▶ **Document section**:
= Beginning of Section =

Hoi District was one of the ancient districts of Mikawa Province, and is mentioned in Nara period records. Originally covering all of eastern Mikawa, Shitara District to the north was separated from Hoi in 903. The district contained the provincial capital of Mikawa along with the provincial temple, both of which were located in what is now part of the city of Toyokawa. During the Sengoku period, the area was controlled by various samurai clans, including the Makino and branches of the Honda and Matsudaira clans, all of whom rose to high positions within the Tokugawa shogunate. The area was also a battlefield between the forces of the Imagawa clan and the Oda and Tokugawa clans during the late Sengoku period.

===District Timeline===

In the cadastral reforms of the early Meiji period, on July 22, 1878, modern Hoi District was created, with its headquarters at Goyu-shuku, a former station on the Tōkaidō. With the organization of municipalities on October 1, 1889, Hoi District was divided into 33 villages.

= End of Section =

▶ **Problem 1**:
Name every clan mentioned in the Hoi District text above.
▶ **Problem 2**:
Write the next part of the Hoi District text, picking up after its final sentence.

▶ **Entries supplied**:
= Beginning of Section =

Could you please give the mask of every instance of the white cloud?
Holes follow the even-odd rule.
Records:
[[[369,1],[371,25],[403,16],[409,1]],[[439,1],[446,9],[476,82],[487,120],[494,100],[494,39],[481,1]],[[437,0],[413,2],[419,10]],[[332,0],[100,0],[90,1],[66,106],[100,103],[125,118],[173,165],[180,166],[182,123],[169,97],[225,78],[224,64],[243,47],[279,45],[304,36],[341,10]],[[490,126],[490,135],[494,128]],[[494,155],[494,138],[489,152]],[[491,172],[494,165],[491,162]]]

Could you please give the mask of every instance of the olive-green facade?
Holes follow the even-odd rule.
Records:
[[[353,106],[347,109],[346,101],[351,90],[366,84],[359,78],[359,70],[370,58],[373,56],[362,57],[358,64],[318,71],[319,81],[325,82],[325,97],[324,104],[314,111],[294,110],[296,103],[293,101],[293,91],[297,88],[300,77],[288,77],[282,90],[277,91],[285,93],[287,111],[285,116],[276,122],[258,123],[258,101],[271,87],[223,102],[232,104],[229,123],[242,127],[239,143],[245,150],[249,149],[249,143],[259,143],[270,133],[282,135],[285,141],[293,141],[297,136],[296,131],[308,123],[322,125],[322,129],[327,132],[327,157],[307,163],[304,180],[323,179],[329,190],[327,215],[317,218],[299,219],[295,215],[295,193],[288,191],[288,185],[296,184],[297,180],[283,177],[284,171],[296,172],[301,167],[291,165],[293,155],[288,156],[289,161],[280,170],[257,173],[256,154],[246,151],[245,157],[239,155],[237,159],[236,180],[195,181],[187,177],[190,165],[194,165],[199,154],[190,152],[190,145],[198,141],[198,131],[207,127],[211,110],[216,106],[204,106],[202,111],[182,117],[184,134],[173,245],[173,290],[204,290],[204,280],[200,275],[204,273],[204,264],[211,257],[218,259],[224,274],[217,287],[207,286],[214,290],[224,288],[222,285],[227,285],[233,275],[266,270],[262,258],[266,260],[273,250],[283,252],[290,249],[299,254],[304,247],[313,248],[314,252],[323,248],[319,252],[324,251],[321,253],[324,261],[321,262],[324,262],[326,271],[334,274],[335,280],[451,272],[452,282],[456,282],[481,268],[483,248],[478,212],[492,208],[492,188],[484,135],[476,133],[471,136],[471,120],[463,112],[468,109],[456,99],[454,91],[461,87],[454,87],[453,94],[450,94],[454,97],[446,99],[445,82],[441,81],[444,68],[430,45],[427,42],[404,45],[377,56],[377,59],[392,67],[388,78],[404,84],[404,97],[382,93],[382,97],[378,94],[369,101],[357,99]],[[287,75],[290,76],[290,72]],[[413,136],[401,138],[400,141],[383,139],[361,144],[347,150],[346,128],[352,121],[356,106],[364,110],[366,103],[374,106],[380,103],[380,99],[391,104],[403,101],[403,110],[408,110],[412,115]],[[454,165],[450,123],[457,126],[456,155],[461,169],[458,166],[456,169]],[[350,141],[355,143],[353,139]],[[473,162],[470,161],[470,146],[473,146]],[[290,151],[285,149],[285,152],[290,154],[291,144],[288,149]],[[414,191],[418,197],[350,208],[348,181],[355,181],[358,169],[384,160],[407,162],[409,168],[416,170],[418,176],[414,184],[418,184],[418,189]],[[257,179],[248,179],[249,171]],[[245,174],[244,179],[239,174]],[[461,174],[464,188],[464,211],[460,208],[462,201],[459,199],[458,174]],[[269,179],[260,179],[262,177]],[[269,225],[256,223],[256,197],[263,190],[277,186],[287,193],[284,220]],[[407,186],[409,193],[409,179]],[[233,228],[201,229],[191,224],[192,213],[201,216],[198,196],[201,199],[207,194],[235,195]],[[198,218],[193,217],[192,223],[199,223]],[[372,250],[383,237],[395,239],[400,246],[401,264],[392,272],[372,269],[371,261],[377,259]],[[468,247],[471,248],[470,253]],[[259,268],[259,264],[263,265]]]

= End of Section =

▶ **Exercise answer 1**:
Makino, Honda, Matsudaira, Imagawa, Oda, Tokugawa

▶ **Exercise answer 2**:
The villages of Gamagōri and Uchikubo were elevated to town status on October 6, 1891. They were followed in rapid succession by the village of Shimoji (October 16, 1891), the village of Goyu (January 29, 1892), the village of Toyokawa (March 13, 1893), the villages of Akasaka and Kō (June 23, 1894), and the village of Miya (December 10, 1894). In a round of consolidation, the remaining number of villages was reduced from 25 to 11 in 1906. The district office was transferred to the town of Kō in 1923. The village of Katahara was raised to town status on April 1, 1924, the village of Kosakai on September 12, 1926, and the village of Mito on February 11, 1930. On September 1, 1932, the town of Shimoji was annexed by the neighboring city of Toyohashi. The city of Toyokawa was formed on June 1, 1943, by the merger of the towns of Toyokawa, Ushikubo and Kō, and the village of Yawata. The village of Nishiura was raised to town status on February 11, 1944.

On April 1, 1954, the city was Gamagōri was formed by the merger of the towns of Gamagōri and Miya, and the village of Shiotsu. In a further round of consolidations in 1955, the town of Otowa was formed on April 1, 1955, and the structure of the district became six towns and one village. On April 1, 1959, the town of Goyu was annexed by the city of Toyokawa. The village of Ichinomiya was raised to town status on April 1, 1961. The towns of Katahara and Nishiura were annexed by the city of Gamagōri on April 1, 1962, and April 1, 1963, respectively. In a final round of mergers, the town of Ichinomiya was annexed by the city of Toyokawa on February 1, 2006, followed by the towns of Otowa and Mito on January 15, 2008. When the town of Kozakai was merged into Toyokawa on February 1, 2010, Hoi ceased to exist as an administrative division.

===Recent mergers===
- On February 1, 2006 - The town of Ichinomiya (a.k.a. Mikawaichinomiya) was merged into the expanded city of Toyokawa.
- On January 15, 2008 - The towns of Otowa and Mito were merged into the expanded city of Toyokawa.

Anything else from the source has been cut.